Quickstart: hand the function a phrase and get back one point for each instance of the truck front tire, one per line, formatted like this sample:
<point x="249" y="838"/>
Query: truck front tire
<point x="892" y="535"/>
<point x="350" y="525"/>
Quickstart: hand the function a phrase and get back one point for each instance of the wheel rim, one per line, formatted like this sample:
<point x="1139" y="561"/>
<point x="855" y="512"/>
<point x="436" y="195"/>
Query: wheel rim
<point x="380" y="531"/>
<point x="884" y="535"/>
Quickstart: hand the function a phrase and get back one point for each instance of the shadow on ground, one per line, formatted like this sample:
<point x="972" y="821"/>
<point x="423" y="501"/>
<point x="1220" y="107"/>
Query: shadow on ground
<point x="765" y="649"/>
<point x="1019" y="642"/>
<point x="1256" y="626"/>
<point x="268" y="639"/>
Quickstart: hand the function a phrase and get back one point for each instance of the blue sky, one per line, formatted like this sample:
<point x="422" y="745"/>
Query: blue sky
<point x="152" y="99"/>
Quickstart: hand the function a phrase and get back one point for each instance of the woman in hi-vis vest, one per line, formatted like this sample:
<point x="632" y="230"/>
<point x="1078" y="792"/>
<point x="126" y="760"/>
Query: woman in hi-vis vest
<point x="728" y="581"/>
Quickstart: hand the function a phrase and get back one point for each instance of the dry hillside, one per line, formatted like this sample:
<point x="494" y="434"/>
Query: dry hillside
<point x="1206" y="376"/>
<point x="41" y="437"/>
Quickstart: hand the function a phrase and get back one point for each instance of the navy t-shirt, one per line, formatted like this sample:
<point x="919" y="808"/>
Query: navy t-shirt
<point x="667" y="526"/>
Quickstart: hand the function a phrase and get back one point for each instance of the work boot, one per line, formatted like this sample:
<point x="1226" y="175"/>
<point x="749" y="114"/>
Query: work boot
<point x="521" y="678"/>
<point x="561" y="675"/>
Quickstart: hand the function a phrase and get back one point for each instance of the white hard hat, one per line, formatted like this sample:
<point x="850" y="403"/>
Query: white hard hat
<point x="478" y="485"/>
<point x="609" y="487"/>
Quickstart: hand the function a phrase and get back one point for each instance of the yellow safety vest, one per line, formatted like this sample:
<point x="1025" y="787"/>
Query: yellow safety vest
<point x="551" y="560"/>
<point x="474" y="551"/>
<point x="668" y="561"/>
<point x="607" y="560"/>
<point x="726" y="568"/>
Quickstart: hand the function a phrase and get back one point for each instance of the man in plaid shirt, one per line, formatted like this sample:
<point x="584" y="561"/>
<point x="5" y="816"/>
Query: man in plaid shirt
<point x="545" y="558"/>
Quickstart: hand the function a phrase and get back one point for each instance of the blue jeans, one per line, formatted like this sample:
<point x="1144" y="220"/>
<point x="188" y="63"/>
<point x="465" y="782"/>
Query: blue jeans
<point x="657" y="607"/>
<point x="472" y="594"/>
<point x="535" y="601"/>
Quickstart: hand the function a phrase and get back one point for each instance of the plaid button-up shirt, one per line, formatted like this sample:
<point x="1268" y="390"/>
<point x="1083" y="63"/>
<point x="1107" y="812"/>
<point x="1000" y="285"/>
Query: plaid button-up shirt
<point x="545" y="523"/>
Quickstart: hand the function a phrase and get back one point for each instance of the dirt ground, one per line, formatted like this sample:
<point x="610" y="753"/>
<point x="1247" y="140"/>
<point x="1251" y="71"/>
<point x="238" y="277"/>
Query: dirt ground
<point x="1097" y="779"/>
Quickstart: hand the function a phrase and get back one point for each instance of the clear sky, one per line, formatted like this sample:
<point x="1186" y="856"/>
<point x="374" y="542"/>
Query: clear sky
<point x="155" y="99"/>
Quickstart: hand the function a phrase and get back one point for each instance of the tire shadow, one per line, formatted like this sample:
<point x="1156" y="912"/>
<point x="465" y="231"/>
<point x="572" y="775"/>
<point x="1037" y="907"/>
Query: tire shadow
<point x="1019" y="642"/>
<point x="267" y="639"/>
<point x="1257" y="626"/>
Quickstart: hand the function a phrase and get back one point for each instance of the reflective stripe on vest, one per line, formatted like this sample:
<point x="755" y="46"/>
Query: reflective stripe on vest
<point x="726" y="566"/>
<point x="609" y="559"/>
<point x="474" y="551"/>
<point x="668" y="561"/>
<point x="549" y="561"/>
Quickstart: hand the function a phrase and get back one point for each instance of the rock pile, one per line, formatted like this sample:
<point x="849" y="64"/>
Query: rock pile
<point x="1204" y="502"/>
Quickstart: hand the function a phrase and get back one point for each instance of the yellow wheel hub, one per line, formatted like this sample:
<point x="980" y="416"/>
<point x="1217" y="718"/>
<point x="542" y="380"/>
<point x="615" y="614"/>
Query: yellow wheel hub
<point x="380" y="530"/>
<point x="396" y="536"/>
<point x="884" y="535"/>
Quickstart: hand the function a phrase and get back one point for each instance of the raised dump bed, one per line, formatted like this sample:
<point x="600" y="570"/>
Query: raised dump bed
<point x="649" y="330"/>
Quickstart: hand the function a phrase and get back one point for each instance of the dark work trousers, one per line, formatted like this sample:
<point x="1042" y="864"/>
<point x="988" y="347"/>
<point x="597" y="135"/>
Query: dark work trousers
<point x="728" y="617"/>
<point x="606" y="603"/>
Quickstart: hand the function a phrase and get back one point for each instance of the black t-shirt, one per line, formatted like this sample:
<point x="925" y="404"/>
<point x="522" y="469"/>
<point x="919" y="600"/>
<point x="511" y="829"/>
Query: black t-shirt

▸ **To be done**: Extract every entry above as it appears.

▸ **Written response**:
Quickstart: hand the function a phrase and get back one point for each instance of the truck front tire, one per line, formatted like this sample:
<point x="249" y="838"/>
Query: truck front tire
<point x="892" y="535"/>
<point x="350" y="525"/>
Quickstart: hand the function a phrase and get back one point for each instance of the wheel rim, one per line, formatted like this sample:
<point x="1139" y="561"/>
<point x="855" y="512"/>
<point x="436" y="195"/>
Query: wheel rim
<point x="380" y="531"/>
<point x="884" y="535"/>
Quickstart: hand the function a phrase and get back one point for each instance of the shadow on ground, one per line, formatted like this sample:
<point x="972" y="821"/>
<point x="423" y="501"/>
<point x="1220" y="107"/>
Query: shadow on ground
<point x="765" y="649"/>
<point x="1019" y="642"/>
<point x="1256" y="626"/>
<point x="268" y="639"/>
Quickstart: hand the function a phrase and get back one point for each instance of the blue sky, one per line, formatted like this sample:
<point x="422" y="745"/>
Query: blue sky
<point x="152" y="99"/>
Quickstart: hand the function a phrase and get back one point for each instance of the woman in hi-vis vest, one per line, formatted like this sample:
<point x="632" y="230"/>
<point x="1078" y="792"/>
<point x="126" y="760"/>
Query: woman in hi-vis vest
<point x="728" y="581"/>
Quickstart: hand the function a phrase and get back one point for each instance of the dry hillside, one per line, formatted like this sample:
<point x="494" y="434"/>
Query: dry hillside
<point x="1206" y="376"/>
<point x="41" y="437"/>
Quickstart: hand the function a phrase and get back one point for each instance of the navy t-shirt, one per line, formatted like this sample:
<point x="919" y="808"/>
Query: navy t-shirt
<point x="667" y="526"/>
Quickstart: hand the function a phrase and get back one point for each instance of the work boot, one per line, formatted like this sample:
<point x="1226" y="175"/>
<point x="749" y="114"/>
Query: work boot
<point x="521" y="678"/>
<point x="561" y="675"/>
Quickstart: hand the function a phrase and get back one point for each instance of the white hard hat, one per line, formatted like this sample:
<point x="850" y="403"/>
Query: white hard hat
<point x="478" y="485"/>
<point x="609" y="487"/>
Quickstart: hand the function a phrase and get back one point for each instance of the yellow safety vest, one per line, formatted like this sample:
<point x="1025" y="787"/>
Query: yellow safety vest
<point x="551" y="560"/>
<point x="474" y="551"/>
<point x="668" y="561"/>
<point x="607" y="560"/>
<point x="726" y="568"/>
Quickstart: hand the function a phrase and get back one point for each instance of the man in plaid shirt, one per line, formatted like this sample:
<point x="584" y="561"/>
<point x="5" y="816"/>
Query: man in plaid shirt
<point x="545" y="558"/>
Quickstart: hand the function a phrase and get back one point for each instance of the blue jeans, one per line, formatted like this sample:
<point x="1144" y="220"/>
<point x="188" y="63"/>
<point x="465" y="782"/>
Query: blue jeans
<point x="657" y="607"/>
<point x="472" y="594"/>
<point x="535" y="601"/>
Quickstart: hand the function a phrase and get back one point for each instance of the plaid button-up shirt, one per line, formatted like this sample:
<point x="1268" y="390"/>
<point x="1083" y="63"/>
<point x="1107" y="812"/>
<point x="1000" y="285"/>
Query: plaid button-up shirt
<point x="545" y="523"/>
Quickstart: hand the function a phrase and get back one point for each instance of the dirt ground, one per line, formatted like this sample:
<point x="610" y="753"/>
<point x="1247" y="140"/>
<point x="1251" y="71"/>
<point x="238" y="277"/>
Query: dirt ground
<point x="1097" y="779"/>
Quickstart: hand the function a phrase and get back one point for each instance of the clear sky, one per line, formatted like this sample:
<point x="1186" y="856"/>
<point x="374" y="542"/>
Query: clear sky
<point x="155" y="99"/>
Quickstart: hand the function a phrase and get back one point for each instance of the tire shadow, one per line, formatted like this sample:
<point x="1156" y="912"/>
<point x="465" y="231"/>
<point x="572" y="775"/>
<point x="1037" y="907"/>
Query: tire shadow
<point x="1019" y="642"/>
<point x="267" y="639"/>
<point x="1257" y="626"/>
Quickstart: hand the function a phrase and get back one point for each instance of the reflective stripe on vest, one per line, formatted like this sample:
<point x="755" y="46"/>
Query: reflective stripe on vest
<point x="726" y="566"/>
<point x="609" y="559"/>
<point x="474" y="551"/>
<point x="668" y="561"/>
<point x="549" y="561"/>
Quickstart: hand the function a phrase and get back one point for each instance of the rock pile, one per line, formatted like this sample:
<point x="849" y="64"/>
Query: rock pile
<point x="1204" y="502"/>
Quickstart: hand the function a phrase and get back one point for each instance of the yellow wheel hub, one per line, formatted like this sample:
<point x="980" y="416"/>
<point x="1217" y="718"/>
<point x="542" y="380"/>
<point x="615" y="614"/>
Query: yellow wheel hub
<point x="380" y="530"/>
<point x="396" y="536"/>
<point x="884" y="535"/>
Quickstart: hand the function a phrase and get back one point for each instance of the raised dump bed, one per line, formatted like this sample:
<point x="600" y="570"/>
Query: raised dump bed
<point x="649" y="330"/>
Quickstart: hand the function a phrase and get back one point for each instance of the dark work trousers, one per line, formatted like this sample:
<point x="1042" y="864"/>
<point x="988" y="347"/>
<point x="597" y="135"/>
Query: dark work trousers
<point x="728" y="617"/>
<point x="606" y="603"/>
Quickstart: hand the function a phrase and get back one point for each instance of the black t-shirt, one per line, formatted like this sample:
<point x="925" y="404"/>
<point x="522" y="469"/>
<point x="919" y="600"/>
<point x="511" y="829"/>
Query: black t-shirt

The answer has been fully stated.